Please list every line in the records below that contains the word "blue".

— BEGIN Records —

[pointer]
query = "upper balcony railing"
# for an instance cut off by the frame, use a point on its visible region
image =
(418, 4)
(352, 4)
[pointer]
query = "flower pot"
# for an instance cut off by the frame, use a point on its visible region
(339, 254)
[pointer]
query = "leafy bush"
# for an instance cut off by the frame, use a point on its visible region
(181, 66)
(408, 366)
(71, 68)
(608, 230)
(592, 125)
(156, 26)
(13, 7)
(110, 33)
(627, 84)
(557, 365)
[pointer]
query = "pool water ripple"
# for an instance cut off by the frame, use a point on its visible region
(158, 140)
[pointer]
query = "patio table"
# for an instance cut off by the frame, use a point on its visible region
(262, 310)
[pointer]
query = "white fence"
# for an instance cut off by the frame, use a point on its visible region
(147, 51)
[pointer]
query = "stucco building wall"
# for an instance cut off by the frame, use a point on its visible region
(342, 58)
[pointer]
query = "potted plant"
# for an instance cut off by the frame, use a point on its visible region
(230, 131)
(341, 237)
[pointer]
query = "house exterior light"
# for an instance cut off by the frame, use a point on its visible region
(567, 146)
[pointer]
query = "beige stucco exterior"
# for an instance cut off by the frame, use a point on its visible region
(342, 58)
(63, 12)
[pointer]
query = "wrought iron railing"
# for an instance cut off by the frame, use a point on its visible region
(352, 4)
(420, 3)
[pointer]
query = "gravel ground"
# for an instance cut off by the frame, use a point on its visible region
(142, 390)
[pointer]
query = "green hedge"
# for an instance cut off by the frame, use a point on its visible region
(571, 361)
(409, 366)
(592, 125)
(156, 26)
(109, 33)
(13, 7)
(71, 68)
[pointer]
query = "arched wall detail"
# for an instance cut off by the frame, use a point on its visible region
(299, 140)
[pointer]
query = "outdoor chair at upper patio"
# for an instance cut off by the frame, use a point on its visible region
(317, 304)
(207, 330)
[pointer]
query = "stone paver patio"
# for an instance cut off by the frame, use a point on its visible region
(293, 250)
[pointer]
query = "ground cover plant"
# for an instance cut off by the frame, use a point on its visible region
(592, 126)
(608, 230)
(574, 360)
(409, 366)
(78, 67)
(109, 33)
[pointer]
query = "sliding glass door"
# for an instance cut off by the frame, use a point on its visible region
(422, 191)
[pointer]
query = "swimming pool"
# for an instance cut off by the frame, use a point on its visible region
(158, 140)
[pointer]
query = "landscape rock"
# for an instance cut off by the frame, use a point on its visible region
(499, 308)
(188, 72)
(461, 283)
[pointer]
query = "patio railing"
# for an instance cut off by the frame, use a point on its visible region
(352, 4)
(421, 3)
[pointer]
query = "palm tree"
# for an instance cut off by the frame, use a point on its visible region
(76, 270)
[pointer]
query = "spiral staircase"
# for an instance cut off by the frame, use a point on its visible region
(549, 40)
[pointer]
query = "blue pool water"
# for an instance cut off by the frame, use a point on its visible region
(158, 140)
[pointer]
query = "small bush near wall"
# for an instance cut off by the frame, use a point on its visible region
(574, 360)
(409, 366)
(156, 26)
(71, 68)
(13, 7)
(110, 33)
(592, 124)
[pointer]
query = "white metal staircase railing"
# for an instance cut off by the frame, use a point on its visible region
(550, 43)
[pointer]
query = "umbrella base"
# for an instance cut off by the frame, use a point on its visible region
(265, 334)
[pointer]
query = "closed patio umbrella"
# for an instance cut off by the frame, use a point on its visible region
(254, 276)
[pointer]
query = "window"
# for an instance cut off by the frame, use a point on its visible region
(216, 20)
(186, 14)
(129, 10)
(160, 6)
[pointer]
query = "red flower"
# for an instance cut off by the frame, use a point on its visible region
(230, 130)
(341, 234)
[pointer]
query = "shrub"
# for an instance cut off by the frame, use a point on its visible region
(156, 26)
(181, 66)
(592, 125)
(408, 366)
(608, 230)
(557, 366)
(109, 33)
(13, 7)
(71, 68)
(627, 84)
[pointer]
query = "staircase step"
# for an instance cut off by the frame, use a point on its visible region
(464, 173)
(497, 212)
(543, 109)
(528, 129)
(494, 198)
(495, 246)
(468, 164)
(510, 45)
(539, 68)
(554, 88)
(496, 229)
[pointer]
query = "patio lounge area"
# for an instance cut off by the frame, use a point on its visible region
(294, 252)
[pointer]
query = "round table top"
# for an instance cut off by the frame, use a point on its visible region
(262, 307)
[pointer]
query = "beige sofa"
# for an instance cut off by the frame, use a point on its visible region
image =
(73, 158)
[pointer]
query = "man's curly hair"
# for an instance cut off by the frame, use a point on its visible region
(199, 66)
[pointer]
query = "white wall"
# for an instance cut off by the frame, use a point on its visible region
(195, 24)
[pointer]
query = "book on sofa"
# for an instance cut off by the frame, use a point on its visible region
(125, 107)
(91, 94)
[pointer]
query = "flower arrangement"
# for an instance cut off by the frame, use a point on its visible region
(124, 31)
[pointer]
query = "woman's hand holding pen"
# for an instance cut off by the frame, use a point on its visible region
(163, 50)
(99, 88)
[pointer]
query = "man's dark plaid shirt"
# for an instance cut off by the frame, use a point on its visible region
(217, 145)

— END Records —
— BEGIN Records —

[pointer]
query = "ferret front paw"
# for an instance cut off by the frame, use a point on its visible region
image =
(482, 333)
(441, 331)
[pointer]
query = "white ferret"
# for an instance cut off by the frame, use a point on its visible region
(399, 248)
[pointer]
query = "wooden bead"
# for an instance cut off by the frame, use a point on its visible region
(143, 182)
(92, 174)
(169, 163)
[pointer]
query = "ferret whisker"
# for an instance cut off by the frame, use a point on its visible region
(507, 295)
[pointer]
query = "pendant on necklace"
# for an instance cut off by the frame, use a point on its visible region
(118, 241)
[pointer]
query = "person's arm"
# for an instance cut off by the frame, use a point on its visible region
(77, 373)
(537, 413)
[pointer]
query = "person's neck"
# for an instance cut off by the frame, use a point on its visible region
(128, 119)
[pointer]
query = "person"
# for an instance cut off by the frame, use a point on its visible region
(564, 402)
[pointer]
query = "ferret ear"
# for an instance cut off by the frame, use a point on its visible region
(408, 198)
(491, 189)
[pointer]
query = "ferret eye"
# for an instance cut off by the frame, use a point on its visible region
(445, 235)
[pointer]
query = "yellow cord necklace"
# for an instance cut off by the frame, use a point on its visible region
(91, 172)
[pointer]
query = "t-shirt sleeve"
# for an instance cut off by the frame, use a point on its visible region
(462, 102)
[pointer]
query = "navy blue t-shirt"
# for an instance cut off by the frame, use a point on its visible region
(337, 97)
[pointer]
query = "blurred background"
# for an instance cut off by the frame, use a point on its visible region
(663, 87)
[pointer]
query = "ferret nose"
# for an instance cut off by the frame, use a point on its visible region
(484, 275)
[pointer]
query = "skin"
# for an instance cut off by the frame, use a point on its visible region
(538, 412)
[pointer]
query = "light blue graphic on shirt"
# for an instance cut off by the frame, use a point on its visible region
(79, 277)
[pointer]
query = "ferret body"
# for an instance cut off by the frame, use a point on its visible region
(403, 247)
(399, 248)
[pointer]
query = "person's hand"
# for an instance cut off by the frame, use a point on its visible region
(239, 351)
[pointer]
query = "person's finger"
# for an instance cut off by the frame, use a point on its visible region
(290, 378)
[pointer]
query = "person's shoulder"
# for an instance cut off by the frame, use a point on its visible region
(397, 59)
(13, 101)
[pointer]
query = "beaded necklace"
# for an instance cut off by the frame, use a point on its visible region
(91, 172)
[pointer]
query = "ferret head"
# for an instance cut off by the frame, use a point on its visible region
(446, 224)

— END Records —
— BEGIN Records —

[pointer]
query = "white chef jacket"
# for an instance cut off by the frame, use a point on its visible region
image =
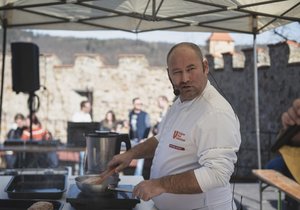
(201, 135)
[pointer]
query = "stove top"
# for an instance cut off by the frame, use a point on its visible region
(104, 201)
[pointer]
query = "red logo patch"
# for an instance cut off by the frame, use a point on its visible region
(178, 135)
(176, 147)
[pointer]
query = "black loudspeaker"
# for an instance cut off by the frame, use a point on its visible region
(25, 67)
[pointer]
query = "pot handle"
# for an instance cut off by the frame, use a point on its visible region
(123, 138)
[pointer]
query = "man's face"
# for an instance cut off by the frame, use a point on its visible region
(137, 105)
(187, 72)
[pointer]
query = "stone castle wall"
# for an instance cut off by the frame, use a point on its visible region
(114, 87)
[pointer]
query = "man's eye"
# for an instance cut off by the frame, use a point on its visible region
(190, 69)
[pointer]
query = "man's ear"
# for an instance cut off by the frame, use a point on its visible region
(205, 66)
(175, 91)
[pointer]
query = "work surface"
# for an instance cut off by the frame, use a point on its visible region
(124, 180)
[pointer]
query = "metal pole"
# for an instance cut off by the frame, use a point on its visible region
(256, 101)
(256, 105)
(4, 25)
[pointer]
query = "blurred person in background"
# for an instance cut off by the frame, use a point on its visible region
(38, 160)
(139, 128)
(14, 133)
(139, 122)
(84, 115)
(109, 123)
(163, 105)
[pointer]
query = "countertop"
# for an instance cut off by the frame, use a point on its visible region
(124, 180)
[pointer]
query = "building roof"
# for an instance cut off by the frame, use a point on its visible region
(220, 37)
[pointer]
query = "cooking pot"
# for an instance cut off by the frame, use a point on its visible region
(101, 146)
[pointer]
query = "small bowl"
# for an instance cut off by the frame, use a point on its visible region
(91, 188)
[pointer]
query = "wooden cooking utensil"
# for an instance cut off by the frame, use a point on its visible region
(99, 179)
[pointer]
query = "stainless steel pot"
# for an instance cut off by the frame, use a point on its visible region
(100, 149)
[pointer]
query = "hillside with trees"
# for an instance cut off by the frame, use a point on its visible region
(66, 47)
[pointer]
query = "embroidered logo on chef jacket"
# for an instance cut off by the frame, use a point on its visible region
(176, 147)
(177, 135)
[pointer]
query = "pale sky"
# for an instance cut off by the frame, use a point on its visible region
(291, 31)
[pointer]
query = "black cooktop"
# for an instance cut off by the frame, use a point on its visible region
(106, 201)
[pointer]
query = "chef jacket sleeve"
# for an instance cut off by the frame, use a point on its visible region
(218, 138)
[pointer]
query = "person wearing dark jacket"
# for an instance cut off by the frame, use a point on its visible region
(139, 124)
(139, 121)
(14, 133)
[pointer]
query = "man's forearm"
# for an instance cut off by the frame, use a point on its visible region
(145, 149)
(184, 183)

— END Records —

Solution to the problem:
query = "blue pool water"
query = "navy blue t-shirt"
query = "light blue graphic on shirt"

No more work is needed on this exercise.